(Pointing dataset records)
______________________________
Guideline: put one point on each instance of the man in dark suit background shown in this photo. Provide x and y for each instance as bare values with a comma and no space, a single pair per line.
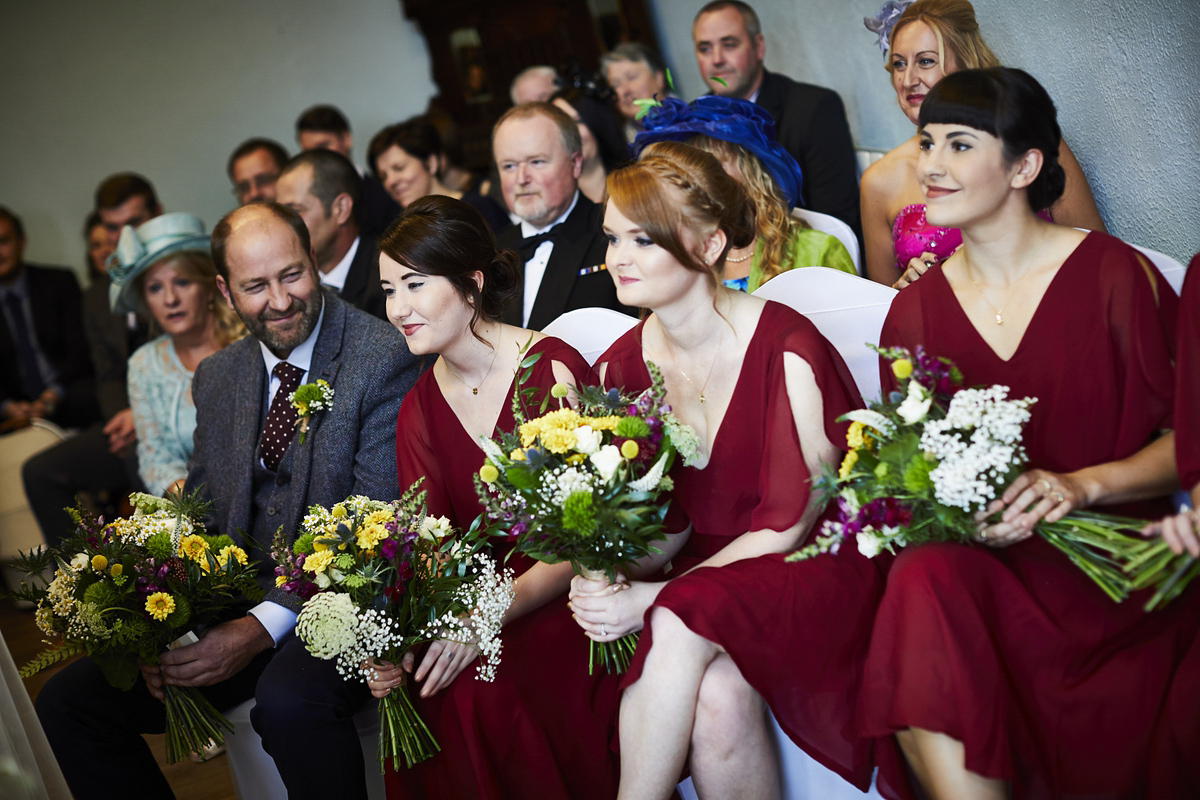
325,190
258,482
540,156
45,370
810,121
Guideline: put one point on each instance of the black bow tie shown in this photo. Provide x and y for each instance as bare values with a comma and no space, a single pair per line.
529,244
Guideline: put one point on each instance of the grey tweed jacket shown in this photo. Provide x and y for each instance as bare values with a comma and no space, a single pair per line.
349,449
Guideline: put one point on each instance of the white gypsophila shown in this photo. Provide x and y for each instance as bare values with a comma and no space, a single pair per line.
652,479
328,624
587,440
606,461
489,597
916,404
684,439
871,419
435,529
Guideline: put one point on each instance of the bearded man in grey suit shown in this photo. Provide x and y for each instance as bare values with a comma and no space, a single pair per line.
259,477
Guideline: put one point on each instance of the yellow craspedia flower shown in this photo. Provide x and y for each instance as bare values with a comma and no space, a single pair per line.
233,551
160,605
557,440
193,547
319,561
847,464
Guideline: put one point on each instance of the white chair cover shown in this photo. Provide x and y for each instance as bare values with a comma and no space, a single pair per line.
834,227
591,330
849,311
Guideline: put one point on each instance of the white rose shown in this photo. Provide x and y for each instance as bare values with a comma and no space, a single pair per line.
587,440
916,405
869,543
606,461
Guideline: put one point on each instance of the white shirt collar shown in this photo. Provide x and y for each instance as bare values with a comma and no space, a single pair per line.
529,230
300,355
336,276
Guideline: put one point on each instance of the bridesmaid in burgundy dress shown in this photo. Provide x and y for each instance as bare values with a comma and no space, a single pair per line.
1003,668
733,626
543,728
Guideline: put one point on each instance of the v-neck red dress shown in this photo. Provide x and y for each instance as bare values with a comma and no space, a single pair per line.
797,632
543,728
1014,651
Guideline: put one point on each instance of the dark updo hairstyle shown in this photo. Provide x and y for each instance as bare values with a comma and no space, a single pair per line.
1012,106
675,185
441,235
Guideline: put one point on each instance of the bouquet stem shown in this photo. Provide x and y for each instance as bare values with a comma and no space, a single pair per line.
615,656
402,732
192,722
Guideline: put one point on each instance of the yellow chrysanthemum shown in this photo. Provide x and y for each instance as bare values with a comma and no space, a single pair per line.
235,552
557,440
160,605
193,547
369,536
847,464
318,561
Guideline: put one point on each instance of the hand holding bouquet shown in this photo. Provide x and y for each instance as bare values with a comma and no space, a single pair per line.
922,464
379,578
130,589
587,486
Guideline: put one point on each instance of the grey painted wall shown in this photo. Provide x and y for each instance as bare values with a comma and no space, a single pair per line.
169,89
1123,76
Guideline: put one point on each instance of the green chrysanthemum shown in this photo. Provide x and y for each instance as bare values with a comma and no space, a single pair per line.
579,513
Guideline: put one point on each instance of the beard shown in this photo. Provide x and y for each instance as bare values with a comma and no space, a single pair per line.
282,342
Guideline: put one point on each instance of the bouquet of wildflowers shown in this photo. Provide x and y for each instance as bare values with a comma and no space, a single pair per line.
133,588
923,463
379,578
586,486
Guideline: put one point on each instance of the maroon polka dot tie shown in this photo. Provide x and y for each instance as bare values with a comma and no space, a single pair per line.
281,419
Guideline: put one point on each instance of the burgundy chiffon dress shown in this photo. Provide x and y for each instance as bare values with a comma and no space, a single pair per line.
543,728
1014,651
797,632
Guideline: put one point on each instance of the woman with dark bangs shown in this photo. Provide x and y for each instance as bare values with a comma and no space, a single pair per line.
1003,669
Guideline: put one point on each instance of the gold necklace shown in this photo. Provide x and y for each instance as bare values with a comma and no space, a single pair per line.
474,390
707,378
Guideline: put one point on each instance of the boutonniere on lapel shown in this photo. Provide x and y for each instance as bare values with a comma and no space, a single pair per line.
310,398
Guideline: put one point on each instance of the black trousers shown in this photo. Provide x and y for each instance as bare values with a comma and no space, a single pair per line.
304,713
82,463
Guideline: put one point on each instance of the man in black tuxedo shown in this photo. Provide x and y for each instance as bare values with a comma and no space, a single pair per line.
45,370
810,121
540,156
258,481
324,127
325,190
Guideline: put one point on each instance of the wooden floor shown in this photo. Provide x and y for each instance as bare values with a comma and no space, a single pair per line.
191,781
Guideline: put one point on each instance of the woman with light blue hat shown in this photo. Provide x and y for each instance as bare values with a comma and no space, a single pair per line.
742,136
165,270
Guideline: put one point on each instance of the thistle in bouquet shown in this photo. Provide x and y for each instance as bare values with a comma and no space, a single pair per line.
923,463
379,578
588,485
133,588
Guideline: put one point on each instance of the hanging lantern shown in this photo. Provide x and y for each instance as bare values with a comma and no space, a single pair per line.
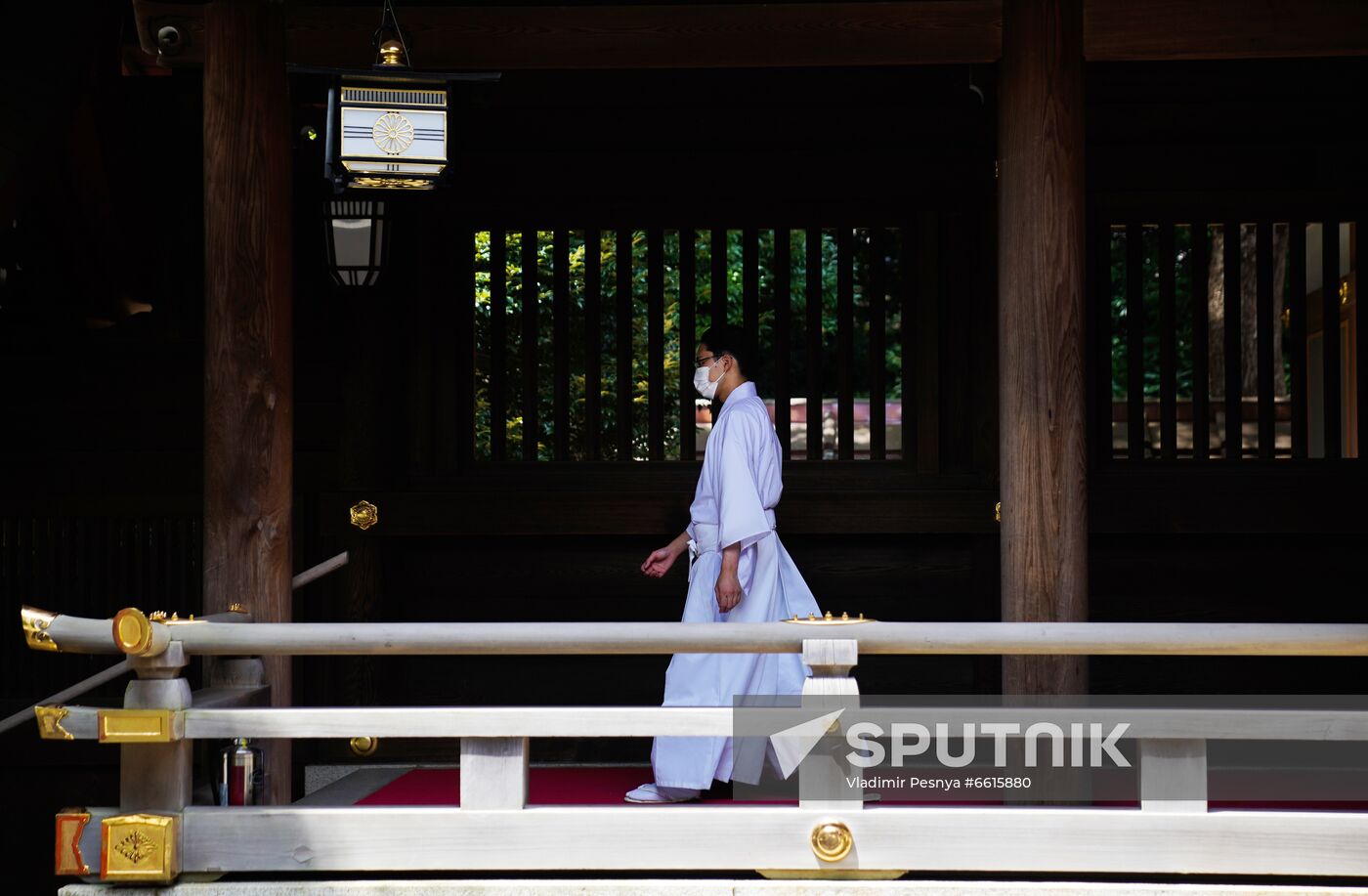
______________________________
**GIVEN INSTRUCTION:** Drop the pictures and reproduce the rest of the entries above exactly.

**SOLUTION FOR THIS EXERCISE:**
Guideline: put one point on each instance of the man in dark suit background shown in this photo. Provide x and y for each instance as bare values with a comma and no space, a single pair per line.
325,190
258,482
540,156
45,370
810,121
Guideline: put one point on each instance of the black bow tie shown in this photo. Provide x and y for each instance as bare values with a comma and no space, a single pair per line.
529,244
Guideline: put one point on each instance of the grey tweed jacket shown in this photo. Provide x and y for each instance as bare values with a comma and no space, a single pair per line.
349,449
Guideline: put one point on each instance of the white gypsophila shown in this photo. Provide x and y for each instance as bare values with a comma and no space, a single pair per line.
652,479
328,624
587,440
606,461
489,597
916,404
684,439
871,419
435,529
Guideline: put one point on each instance of the bearded man in grey suit shown in this photo. Provide x and y for each instance as bare values with a comma and no space, a single pair per line.
259,477
Guideline: put one point on each instance of the yellow craspedia flower shown in this photo. Provide x and y for each instance as bare values with a comma and no space, a single pair per line.
233,551
160,605
557,440
193,547
319,561
847,464
Guideline: put one point on each instance of the white chair cover shown in this photo. Provide x and y for each instance as bare values with a comma and no space, a single pair per line.
834,227
591,330
849,311
Guideline: put one point on each instance of the white rose shown in this photo. Provide x and y for each instance as bare values with a comma and no space, a single pair per line.
587,440
916,405
869,543
606,461
Guideline: put one point on each instance of the white shirt collar shown in this photo. Provide x and y for each instance as bare values with a comma and no space, a single pair per line.
529,230
300,355
336,276
Guideline: put one point on each instance of the bridesmaid in burgundy dress shown in this photo. Provide x and y for each instance as bare values with a comma and no space, a single pair per line.
1003,668
733,626
543,728
Guideline: put one point on each instance of the v-neck red dress shown in this photo. Provide x and y for each instance as bare values with a comma and no space, a single pair per line.
797,632
543,728
1014,651
Guideline: put one point on each instance of the dark updo hairstyle shown in this photo. Provide x and y for each instance as bare values with a comma and no space, a single pair per line.
1012,106
675,185
441,235
Guideline: put one point on each instance of the bouquet stem shown in this photo. Provide x and y for each instance as bare values with a comma and no space, a single pair per line.
615,656
402,732
192,722
Guideline: put one point on each instance of the yellow chrysanthemum shown in this photo. Provide x and y for each instance as bare values with a comma and no space, a single pair per line.
235,552
557,440
160,605
193,547
369,536
847,464
318,561
Guideline: put one point on each instance of the hand holding bouquet shown in this photo. Provide x and y for each instance as bare values with a comma and no space, a single pair per line.
922,464
379,578
130,589
587,486
Guideline: put one point on each instance of the grey painted wall shown in this photo. Provide x and y for each instance as bare values with a comma and no space, a single pair per line.
169,89
1123,76
Guideline: put one point on each instance of the green chrysanthemum shown in this photo. Provide x and y for each instance as bare values with a comma and no space, a single pair per line.
579,513
Guideline: put one point on each instance of the beard shown in this photo. Provide x and y for each instance as bare values with a comma and no space, a single pair per line.
282,342
Guideline: put one point on each instance of the bouquet of wildflowers shown in this photo. Provide x and y for each instance as bare values with a comma and no space, a single pair per line.
133,588
923,463
379,578
586,486
Guideline: put one point on each instance of the maroon polka dot tie shown in this photo. Provide x and y for each instance as bare values with a comma and no space, a single pair per line.
281,419
Guideline: put one point on each instance of the burgundy chiffon dress shown in this photo. Provide x and y for each instance as bare values with a comma and no space, a single pair per line.
543,728
1014,651
797,632
Guideline: put one point on each instance of the woman with dark bangs shown in this photo. Provide x and y for each instance as bare values with a comma and no space, a single pair per line.
1003,669
Guideline: put one point on each instance of the gold necklace shown in this photo. Provide x and y for each instance as bare values with a comma and no space, a single pair per line.
474,390
707,378
Guideline: put one point on each instance of the boutonniere on lapel shown in this photo. Provide x and y for each instance as bare values with a comma and no space, a single pair per line.
310,398
Guideline: put one point on each instance of the black trousers shown in this photo. Provide x and y for each instance as bare values with a comma and no space, a single pair per line.
304,713
82,463
Guideline: put one point on each instance of the man in black tuxedo shown in this photo. Provide x and y for each instance as bare values with a comma and no space, a single pair per line.
45,370
810,121
540,156
258,481
324,127
325,190
Guideline: put one point on each instance of the wooden floor shown in this photo. Provide x and y for each instance as bare values with a comma and no space, a single pair per line.
191,781
Guideline: put one point on each instance of the woman with light blue hat shown in this photo. Provide x and y for each instance as bare values with a comma and no space, a single pair per line.
742,136
165,270
Guideline: put one point on each instance of the thistle in bouquet shown in this photo. Provide x and y for each instance as bare values with a comma and no space, a single pair per line.
923,463
379,578
588,485
133,588
Guideline: put one point on each instance of the hanging lantern shown in this photo. Provide x and y for each instance as bare values with a comma and no space, a single pair per line.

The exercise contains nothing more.